# Text excerpt
--
A third basis of review was advanced: a reasonable perception of bias, in circumstances explained below.



The two contractual claims: gross irregularity or misconduct in their adjudication upon appeal ?



What was at stake in the arbitration proceedings were two claims instituted by the first respondent against the applicants. The first (claim A, as it has been termed throughout) related to the exercise of a “put option”, arising from an agreement between the first respondent and first applicant. The second (claim B) related to an agreement involving the redemption by the first respondent of certain redeemable preference shares in the second applicant.




On appeal, the appeal arbitrators were called upon to determine three issues in relation to claim A: whether an alleged breach of an obligation to furnish financial statements constituted a material breach, in the sense that it had an adverse and material impact on the second applicant; whether there was complicity by the first respondent in the alleged breach; and whether the first respondent had waived its right to exercise the “put option” in the light of the agreement relating to the redemption of shares.


On the first aspect, the review attack was two-pronged. As regards the third respondent, it was that he “failed to source his findings in the evidence [and that] his failure to do so leads to the conclusion that his findings was [sic] ‘mala fide’ or motivated by an ulterior or improper purpose”. As regards the second respondent, the “inference is irresistible that [he] uncritically and slavishly went along with the final award...”.


What happened in the preparation of the award was less usual in two respects. The first, as already noted, is that instead of the usual joint award for the appeal tribunal, the award was presented as one written by the third respondent and concurred in by the second. The other is that the second respondent attached to his answering affidavit a first draft of the appeal award (of which the first applicant had been unaware at the time she determined to institute this review, and which accordingly is not relied on in her founding affidavit). In handwritten notes on the draft prepared by the third respondent, the second respondent indicated that he disagreed in relation to the question as to whether an adverse effect – the first of the three sub-issues in respect of claim A, described above - was established on the facts. His detailed


note ends thus:


Sorry my friend but unless we can reach consensus I will have to write a short dissent. Let me have your thoughts. I think the award is well considered and written up to para 41 by the way. Ismail ”.
--
# Dataset entries
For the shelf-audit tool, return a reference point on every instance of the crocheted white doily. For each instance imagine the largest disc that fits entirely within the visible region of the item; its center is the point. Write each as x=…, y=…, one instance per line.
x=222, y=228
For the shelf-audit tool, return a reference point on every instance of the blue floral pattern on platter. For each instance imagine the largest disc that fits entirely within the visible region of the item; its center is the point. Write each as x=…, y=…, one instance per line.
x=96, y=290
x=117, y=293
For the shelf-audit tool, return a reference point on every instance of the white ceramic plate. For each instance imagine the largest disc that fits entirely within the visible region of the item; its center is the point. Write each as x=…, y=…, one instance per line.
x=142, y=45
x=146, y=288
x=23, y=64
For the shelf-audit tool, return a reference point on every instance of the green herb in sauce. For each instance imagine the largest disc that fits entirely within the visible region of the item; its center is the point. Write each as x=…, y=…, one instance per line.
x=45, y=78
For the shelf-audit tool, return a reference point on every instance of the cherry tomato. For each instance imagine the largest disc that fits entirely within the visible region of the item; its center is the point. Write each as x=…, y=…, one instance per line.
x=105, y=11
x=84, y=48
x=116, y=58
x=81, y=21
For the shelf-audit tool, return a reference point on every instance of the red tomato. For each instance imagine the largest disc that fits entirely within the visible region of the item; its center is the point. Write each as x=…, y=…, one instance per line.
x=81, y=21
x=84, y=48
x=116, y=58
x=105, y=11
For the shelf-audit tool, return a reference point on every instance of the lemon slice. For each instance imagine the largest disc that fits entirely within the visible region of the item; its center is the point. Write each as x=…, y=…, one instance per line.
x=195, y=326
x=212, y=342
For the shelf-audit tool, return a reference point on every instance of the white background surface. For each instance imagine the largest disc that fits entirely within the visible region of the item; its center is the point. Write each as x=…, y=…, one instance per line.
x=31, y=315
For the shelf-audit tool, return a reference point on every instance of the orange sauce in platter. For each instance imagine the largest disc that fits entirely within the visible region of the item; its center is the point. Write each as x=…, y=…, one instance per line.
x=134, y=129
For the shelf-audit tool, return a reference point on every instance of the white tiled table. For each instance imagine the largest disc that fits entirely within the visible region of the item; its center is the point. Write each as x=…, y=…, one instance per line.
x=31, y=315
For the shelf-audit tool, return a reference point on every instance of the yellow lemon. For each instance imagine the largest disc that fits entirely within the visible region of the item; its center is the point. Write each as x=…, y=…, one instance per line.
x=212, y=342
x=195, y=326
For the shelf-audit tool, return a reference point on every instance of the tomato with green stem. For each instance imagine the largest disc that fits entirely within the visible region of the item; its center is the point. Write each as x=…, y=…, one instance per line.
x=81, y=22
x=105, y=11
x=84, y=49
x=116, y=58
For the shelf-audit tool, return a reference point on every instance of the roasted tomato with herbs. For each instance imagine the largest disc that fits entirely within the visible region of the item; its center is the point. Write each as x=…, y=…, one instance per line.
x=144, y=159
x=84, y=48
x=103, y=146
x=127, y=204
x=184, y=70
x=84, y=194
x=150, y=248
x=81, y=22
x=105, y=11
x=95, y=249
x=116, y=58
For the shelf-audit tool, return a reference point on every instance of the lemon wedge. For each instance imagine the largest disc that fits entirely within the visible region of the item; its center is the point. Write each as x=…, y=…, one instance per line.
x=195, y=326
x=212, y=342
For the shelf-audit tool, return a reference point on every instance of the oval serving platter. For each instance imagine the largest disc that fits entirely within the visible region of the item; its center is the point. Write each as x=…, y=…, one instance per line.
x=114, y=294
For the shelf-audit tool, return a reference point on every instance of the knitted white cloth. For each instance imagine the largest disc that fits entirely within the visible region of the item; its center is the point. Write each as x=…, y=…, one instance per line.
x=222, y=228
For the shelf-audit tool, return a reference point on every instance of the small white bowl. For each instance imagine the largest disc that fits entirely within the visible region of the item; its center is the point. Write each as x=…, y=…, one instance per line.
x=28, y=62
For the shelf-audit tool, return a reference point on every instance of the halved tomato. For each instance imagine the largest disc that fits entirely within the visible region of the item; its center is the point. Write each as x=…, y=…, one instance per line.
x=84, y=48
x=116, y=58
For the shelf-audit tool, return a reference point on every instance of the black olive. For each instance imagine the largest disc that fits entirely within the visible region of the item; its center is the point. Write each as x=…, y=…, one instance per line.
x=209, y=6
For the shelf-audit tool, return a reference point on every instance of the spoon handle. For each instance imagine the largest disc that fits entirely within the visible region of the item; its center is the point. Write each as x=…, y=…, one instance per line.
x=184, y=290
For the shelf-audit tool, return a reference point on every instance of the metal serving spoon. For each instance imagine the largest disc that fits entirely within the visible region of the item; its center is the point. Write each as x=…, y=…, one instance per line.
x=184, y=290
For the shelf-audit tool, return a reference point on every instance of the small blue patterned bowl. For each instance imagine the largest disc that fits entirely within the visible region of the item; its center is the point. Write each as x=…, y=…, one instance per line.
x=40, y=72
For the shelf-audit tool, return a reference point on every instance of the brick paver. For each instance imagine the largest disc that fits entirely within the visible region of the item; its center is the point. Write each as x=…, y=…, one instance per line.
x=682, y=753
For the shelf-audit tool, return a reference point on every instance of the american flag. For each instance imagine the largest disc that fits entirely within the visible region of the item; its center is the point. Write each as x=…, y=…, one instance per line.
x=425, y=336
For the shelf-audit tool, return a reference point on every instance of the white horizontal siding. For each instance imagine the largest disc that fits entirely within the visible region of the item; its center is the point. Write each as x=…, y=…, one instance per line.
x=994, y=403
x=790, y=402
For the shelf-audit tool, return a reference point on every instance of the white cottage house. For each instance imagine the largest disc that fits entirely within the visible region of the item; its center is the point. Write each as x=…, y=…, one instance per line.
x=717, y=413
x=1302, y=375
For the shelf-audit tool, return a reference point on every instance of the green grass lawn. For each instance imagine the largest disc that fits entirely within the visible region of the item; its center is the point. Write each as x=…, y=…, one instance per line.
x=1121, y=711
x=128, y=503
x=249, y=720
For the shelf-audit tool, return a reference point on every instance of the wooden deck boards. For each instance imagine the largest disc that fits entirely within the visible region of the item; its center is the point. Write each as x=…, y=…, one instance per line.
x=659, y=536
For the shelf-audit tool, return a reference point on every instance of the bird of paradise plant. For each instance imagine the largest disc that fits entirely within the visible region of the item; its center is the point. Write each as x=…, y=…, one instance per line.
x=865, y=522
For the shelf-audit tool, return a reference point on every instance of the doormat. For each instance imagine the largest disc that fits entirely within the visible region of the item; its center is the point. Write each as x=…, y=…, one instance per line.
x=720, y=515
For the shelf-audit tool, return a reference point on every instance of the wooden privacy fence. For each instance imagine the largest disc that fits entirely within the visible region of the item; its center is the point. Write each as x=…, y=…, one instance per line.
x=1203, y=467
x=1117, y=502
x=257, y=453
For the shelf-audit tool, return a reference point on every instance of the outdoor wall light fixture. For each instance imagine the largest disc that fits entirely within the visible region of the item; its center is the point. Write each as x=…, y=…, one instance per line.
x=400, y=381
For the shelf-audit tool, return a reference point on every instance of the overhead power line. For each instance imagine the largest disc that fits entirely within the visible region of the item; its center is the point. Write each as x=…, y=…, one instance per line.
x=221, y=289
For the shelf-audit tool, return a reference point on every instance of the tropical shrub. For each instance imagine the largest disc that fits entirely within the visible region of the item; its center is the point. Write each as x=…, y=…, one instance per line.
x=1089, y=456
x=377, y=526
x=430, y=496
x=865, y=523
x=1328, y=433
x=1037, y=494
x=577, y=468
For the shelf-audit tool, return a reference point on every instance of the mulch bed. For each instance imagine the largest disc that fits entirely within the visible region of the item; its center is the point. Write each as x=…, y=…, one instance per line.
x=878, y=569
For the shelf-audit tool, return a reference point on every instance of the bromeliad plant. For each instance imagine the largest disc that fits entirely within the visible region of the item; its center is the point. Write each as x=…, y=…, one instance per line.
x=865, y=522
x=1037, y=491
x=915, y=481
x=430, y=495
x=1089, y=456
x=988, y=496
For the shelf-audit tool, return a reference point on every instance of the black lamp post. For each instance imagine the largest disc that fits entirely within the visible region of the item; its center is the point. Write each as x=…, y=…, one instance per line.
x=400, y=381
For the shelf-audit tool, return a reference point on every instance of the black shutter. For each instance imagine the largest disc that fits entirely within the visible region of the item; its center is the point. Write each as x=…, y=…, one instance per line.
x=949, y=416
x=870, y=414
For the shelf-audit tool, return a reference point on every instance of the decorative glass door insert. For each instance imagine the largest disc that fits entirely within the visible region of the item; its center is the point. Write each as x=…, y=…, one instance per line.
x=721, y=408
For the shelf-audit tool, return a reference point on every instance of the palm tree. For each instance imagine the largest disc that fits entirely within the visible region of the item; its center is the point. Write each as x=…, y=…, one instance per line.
--
# Written task A
Translate into Spanish the following sentence from the arbitration review excerpt: "What was at stake in the arbitration proceedings were two claims instituted by the first respondent against the applicants."
# Written task B
Using the arbitration review excerpt, answer these questions:
(i) What did claim B relate to?
(ii) How many issues were the appeal arbitrators called upon to determine in relation to claim A?
(iii) In his handwritten note, up to which paragraph did the second respondent describe the award as well considered and written?
# Written task C
Write out the portion of the arbitration review excerpt between "A third basis" and "the second applicant.", inclusive.

# Exercise output A
Lo que estaba en juego en el procedimiento arbitral eran dos reclamaciones interpuestas por el primer demandado contra los solicitantes.

# Exercise output B
(i) An agreement involving the redemption by the first respondent of certain redeemable preference shares in the second applicant.
(ii) Three.
(iii) Paragraph 41.

# Exercise output C
A third basis of review was advanced: a reasonable perception of bias, in circumstances explained below.



The two contractual claims: gross irregularity or misconduct in their adjudication upon appeal ?



What was at stake in the arbitration proceedings were two claims instituted by the first respondent against the applicants. The first (claim A, as it has been termed throughout) related to the exercise of a “put option”, arising from an agreement between the first respondent and first applicant. The second (claim B) related to an agreement involving the redemption by the first respondent of certain redeemable preference shares in the second applicant.